* Goal *
Each of the entries should be retyped precisely as it appears.
•••••
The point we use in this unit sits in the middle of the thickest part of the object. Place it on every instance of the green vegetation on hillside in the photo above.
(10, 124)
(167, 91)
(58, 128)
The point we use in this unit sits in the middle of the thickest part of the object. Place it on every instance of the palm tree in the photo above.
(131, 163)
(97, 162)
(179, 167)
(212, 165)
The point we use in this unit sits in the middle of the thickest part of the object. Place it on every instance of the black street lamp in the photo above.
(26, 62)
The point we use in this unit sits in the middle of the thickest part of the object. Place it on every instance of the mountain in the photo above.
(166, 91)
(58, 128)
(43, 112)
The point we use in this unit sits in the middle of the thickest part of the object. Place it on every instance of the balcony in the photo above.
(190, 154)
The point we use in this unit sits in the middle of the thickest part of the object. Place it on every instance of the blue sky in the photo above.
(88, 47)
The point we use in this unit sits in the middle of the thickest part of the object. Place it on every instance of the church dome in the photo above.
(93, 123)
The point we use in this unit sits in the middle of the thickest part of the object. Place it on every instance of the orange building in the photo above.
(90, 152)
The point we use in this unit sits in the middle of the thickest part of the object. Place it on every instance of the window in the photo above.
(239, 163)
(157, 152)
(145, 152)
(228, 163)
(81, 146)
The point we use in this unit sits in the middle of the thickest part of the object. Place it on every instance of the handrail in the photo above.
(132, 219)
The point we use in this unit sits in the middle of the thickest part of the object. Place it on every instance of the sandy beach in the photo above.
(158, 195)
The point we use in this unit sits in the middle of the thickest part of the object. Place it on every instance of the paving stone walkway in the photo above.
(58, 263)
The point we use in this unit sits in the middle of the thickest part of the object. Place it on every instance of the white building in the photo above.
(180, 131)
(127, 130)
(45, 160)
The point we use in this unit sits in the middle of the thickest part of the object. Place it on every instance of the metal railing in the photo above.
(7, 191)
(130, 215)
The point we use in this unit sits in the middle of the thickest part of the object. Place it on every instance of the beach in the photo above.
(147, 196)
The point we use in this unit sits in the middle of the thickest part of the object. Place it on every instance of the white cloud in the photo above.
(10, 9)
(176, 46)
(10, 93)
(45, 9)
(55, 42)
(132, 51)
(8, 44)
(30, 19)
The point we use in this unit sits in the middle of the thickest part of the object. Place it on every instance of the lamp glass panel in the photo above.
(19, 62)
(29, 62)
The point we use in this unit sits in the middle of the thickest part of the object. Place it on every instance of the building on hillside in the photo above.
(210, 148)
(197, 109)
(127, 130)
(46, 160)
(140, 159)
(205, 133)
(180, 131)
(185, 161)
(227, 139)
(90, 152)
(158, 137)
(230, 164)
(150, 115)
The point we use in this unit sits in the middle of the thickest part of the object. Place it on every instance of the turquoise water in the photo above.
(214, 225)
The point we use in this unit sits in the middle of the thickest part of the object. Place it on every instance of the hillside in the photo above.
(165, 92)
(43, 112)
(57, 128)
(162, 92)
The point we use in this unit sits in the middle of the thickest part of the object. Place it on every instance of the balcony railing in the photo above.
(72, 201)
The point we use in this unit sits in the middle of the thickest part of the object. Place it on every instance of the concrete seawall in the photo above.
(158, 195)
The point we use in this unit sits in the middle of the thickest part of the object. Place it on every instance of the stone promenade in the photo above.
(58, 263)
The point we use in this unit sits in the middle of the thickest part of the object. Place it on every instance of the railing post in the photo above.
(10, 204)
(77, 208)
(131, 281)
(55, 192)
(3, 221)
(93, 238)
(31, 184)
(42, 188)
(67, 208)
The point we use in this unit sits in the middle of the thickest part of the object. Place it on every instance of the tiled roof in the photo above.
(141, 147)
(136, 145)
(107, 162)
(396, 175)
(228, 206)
•••••
* Output of the exercise *
The point we use in this unit sits in the middle of the thickest part of the object. Place it on every instance of the green vegetation on hillside in the photo above.
(10, 124)
(167, 91)
(58, 128)
The point we use in this unit sits in the middle of the thickest part of the object. Place it on every instance of the palm tree in the photo above.
(131, 163)
(97, 162)
(179, 167)
(212, 165)
The point we use in this unit sits in the middle of the thickest part of the object. Place it on every instance of the black street lamp in the photo above.
(26, 62)
The point we use in this unit sits in the middle of the thickest part of the object. Place it on every instance of the mountain in the photo above.
(166, 91)
(58, 128)
(43, 112)
The point we use in this unit sits in the middle of the thickest part of the object. Place it on every instance of the balcony in the photo above.
(190, 154)
The point we use in this unit sits in the middle of the thickest part of the object. Place it on every instance of the blue sky in the photo above.
(88, 47)
The point we use in this unit sits in the middle of the thickest part of the object. Place it on every instance of the church dome in the photo above.
(93, 123)
The point we use in this unit sits in the middle of the thickest part of the object. Place it on every instance of the orange building in the photo above.
(90, 152)
The point we use in this unit sits in the middle of the thickest part of the object. Place it on every instance of the window in the photo above.
(239, 163)
(157, 152)
(145, 152)
(228, 163)
(81, 146)
The point we use in this unit sits in the middle of the thickest part of the object. Place it on every instance of the handrail in the photo above.
(132, 219)
The point we use in this unit sits in the middle of the thickest part of the object. Place it on every instance of the sandy beach in the photo above.
(158, 195)
The point we use in this unit sits in the middle of the thickest part of the object. Place it on every instance of the paving stone walkway in the photo above.
(58, 263)
The point we use in this unit sits in the middle of the thickest part of the object. Place it on every instance of the white building in the photo above.
(180, 131)
(127, 130)
(45, 160)
The point we use in this unit sits in the middle of the thickest part of the object. Place it on every instance of the metal railing in the photo above.
(7, 191)
(130, 215)
The point we use in this unit sits in the middle of the thickest part of the object. Place it on every instance of the beach in the photo above.
(147, 196)
The point we use in this unit sits in the middle of the thickest part of the object. Place it on every instance of the white cloud in the photo above.
(10, 9)
(176, 46)
(10, 93)
(45, 9)
(55, 42)
(132, 51)
(8, 44)
(30, 19)
The point we use in this unit sits in the middle of the thickest part of the object. Place it on every instance of the lamp glass panel in the photo above.
(19, 62)
(29, 62)
The point we use in this unit sits in the middle of the thickest part of the object. Place it on every instance of the building on hillside in the photo above.
(210, 148)
(197, 109)
(127, 130)
(46, 160)
(140, 159)
(205, 133)
(180, 131)
(185, 161)
(227, 139)
(90, 152)
(158, 137)
(230, 164)
(150, 115)
The point we use in this unit sits in the middle of the thickest part of the object. Place it on every instance of the turquoise water in the photo above.
(214, 225)
The point we use in this unit sits in the middle of the thickest part of the object. Place it on every instance of the hillside in the photo above.
(165, 92)
(43, 112)
(57, 128)
(162, 92)
The point we use in this unit sits in the middle of the thickest part of the object. Place it on every instance of the balcony railing in the photo above.
(72, 201)
The point we use in this unit sits in the middle of the thickest part of the object. Place it on every instance of the concrete seawall in the photo above.
(158, 195)
The point we use in this unit sits in the middle of the thickest part of the object. Place it on every instance of the stone promenade in the photo above.
(58, 263)
The point we use in this unit sits in the middle of the thickest part of the object. Place it on every instance of the railing post in the photo above.
(10, 204)
(77, 208)
(131, 281)
(55, 192)
(3, 221)
(93, 238)
(31, 184)
(42, 188)
(67, 208)
The point we use in this unit sits in the middle of the thickest part of the object. Place it on every instance of the tiled roof in the photo above.
(141, 147)
(136, 145)
(107, 162)
(396, 175)
(228, 206)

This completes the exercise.